··· Source document ···

There is one thing entrepreneurs will universally agree on – startup life is similar to riding a never-ending roller-coaster. However, the one thing that most of us forget is that, at least on a roller-coaster, you know when you’ll start descending.
And as scary as it might feel, it is predictable, known and anticipated. You even had time to mentally prepare yourself while waiting in line for hours. That’s part of the exhilaration. In startups, you don’t know when you’ll fall – and that is the scariest part.
In Aikido, we are taught that the number one rule is to keep your balance. It is when we are balanced that we are stronger, both physically and mentally. But what happens when you lose your balance and you fall? We are told that we must quickly rise back on our feet. Easy to say, but how do you actually do that?
Every lesson incorporates practicing rolling. We do it over and over and over again. Sometimes, I feel that we spend more time on the floor or trying to get up than practicing techniques. But the reason why is simple: the more you practice falling, the more you’ll overcome the fear and turn it into the love of flying.
As all of you surely know, startup life brings along a series of disappointing moments. An investor that suddenly disappears after initially agreeing to collaborate, an employee that resigns at the worst possible time, running out of money right when you felt success was just around the corner. I could give you tons of examples. And most of the time, all these instances come up unexpectedly.

··· Recorded information ···

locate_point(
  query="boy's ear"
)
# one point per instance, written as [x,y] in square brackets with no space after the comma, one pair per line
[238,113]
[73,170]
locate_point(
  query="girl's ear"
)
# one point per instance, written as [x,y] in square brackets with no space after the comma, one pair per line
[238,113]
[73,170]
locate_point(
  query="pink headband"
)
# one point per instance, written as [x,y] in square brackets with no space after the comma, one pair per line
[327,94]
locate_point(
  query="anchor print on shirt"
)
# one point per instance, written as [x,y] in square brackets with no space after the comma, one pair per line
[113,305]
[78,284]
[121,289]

···
··· Recorded information ···

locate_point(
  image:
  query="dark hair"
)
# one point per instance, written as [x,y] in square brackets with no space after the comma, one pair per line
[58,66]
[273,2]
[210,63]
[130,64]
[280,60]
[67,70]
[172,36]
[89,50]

···
··· Recorded information ···

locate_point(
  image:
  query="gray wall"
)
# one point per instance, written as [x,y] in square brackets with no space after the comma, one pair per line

···

* Given instruction
According to the startup life essay, what is the number one rule taught in Aikido?

* Reply
To keep your balance.